Goal ▸ Please output exactly the run of lines that starts at the line with "wing and record integer pixel coordinates." and ends at the last line of the records below.

--- Start of Task material ---

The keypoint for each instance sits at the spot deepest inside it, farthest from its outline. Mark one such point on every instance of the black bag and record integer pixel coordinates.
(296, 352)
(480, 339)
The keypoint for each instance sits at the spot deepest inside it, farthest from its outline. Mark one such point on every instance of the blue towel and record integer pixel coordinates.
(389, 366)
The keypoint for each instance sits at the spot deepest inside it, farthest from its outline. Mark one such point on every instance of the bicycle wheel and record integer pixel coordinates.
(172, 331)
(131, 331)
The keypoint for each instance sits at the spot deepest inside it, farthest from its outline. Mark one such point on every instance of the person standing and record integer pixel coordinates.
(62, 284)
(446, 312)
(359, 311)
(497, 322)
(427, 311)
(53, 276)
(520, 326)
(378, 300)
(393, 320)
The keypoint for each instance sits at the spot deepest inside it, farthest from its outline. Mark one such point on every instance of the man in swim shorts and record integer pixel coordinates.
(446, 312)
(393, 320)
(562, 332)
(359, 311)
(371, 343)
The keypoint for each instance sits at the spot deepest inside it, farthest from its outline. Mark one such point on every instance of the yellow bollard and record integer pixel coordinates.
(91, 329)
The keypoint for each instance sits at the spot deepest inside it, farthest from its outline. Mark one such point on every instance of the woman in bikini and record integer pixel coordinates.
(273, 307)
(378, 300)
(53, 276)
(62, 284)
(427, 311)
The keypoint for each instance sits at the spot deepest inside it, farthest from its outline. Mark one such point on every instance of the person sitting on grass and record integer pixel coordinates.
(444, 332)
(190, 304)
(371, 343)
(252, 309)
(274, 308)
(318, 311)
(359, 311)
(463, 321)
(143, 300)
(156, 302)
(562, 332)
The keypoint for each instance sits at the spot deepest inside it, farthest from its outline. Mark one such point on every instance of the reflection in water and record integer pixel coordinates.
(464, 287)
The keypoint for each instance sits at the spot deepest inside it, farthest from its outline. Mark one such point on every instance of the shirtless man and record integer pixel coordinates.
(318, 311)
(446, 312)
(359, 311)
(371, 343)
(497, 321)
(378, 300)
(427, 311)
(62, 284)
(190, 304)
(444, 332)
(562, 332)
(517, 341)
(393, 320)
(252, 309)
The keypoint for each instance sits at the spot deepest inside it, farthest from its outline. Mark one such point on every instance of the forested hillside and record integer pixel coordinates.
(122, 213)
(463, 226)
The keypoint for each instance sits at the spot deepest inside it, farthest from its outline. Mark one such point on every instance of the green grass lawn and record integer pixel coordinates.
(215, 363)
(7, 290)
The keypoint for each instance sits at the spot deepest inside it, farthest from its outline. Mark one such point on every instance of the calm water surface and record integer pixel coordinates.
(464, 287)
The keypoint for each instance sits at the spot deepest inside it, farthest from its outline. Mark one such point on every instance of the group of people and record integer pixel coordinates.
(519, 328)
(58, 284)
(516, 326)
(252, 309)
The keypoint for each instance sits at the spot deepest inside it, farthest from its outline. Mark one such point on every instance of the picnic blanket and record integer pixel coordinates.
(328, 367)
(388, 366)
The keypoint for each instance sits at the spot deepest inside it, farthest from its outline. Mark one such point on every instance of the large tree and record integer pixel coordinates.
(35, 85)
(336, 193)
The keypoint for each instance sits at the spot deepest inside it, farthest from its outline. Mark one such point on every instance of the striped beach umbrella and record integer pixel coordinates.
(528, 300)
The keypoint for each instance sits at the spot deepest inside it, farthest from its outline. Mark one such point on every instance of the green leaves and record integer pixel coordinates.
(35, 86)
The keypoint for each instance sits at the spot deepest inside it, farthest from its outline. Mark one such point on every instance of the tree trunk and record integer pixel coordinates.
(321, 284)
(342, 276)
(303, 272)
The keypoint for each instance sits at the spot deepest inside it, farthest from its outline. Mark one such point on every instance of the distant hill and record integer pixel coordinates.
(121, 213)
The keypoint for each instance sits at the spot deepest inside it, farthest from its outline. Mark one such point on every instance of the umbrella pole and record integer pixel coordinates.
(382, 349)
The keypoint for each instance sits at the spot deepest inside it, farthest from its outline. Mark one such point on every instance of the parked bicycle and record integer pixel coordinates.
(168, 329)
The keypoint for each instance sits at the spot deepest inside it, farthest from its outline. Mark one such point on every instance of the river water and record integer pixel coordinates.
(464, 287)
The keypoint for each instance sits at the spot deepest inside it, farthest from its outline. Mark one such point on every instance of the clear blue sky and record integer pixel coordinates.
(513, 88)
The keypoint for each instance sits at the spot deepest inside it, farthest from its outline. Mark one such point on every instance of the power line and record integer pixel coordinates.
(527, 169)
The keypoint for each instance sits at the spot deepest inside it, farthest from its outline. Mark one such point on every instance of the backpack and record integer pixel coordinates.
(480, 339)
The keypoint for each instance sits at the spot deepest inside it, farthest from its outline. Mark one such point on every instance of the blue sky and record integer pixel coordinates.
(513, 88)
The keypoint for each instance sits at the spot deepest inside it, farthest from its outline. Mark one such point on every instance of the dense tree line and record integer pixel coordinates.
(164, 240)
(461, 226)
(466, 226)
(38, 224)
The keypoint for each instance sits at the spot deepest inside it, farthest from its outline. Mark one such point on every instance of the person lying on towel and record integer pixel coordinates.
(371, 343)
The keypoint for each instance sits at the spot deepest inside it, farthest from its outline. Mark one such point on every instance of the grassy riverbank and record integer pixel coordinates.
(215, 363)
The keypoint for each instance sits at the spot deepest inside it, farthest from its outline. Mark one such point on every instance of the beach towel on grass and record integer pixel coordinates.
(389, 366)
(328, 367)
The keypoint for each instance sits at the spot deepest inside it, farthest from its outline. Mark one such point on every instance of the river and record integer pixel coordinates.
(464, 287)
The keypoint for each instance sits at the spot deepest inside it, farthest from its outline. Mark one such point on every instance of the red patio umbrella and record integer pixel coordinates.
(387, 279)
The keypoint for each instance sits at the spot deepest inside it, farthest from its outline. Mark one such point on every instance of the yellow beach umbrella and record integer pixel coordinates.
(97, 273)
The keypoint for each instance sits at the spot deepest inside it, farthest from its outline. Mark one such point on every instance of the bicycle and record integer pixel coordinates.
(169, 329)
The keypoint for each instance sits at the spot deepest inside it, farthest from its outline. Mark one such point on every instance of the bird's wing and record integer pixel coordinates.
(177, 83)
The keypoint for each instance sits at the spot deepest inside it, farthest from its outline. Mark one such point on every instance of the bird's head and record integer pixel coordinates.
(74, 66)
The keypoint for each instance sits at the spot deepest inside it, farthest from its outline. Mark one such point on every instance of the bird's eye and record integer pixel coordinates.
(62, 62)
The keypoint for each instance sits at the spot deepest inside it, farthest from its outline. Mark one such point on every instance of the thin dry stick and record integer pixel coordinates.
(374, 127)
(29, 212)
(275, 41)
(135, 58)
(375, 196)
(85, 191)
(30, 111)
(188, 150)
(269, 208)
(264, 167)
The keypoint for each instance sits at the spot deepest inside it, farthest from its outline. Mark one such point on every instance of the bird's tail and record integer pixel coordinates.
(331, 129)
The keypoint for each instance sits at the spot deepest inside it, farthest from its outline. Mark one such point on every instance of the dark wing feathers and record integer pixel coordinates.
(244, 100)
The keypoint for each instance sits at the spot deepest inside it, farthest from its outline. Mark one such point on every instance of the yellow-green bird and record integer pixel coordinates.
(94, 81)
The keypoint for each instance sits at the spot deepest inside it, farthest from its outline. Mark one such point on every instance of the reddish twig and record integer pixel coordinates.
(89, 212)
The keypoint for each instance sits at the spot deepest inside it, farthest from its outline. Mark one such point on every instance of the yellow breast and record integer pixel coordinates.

--- End of Task material ---

Task result ▸
The keypoint for each instance sits at the spot deepest inside it, farthest from its outline. Mark one such point on every instance of the bird's wing and record integer pixel coordinates.
(177, 83)
The keypoint for each instance sits at the spot deepest inside it, farthest from its outline. Mark one such point on every instance of the bird's head and record integer pixel coordinates.
(74, 66)
The keypoint for each instance sits at the spot deepest inside it, farthest from its outline. Mark one such point on every instance of the bird's eye and record integer pixel coordinates.
(62, 62)
The keypoint for each instance sits at the spot deepest inside it, farthest from its outline. Mark one such point on every instance of the thin dry stick and record integer pixel coordinates.
(374, 127)
(29, 212)
(275, 41)
(135, 58)
(375, 196)
(85, 191)
(30, 111)
(188, 150)
(269, 208)
(264, 167)
The keypoint for each instance sits at the spot deepest inside it, farthest from its outline. Mark one such point on every instance of the bird's tail and record integer pixel coordinates.
(331, 129)
The keypoint for each instance sits at the spot deepest inside it, farthest from its outline. Mark one such point on every instance of the dark wing feathers and record integer pixel coordinates.
(244, 100)
The keypoint for each instance sits at the spot deepest inside it, farthest from its outline. Mark one such point on every instance of the yellow-green bird and record integer pixel coordinates.
(94, 81)
The keypoint for each instance sits at the spot deepest inside it, farthest from its outline. Mark one such point on every instance of the reddish twig and record integer pixel coordinates.
(89, 212)
The keypoint for each instance sits at the spot deepest inside it, farthest from its outline. Mark one such point on every instance of the yellow breast and record integer pixel coordinates.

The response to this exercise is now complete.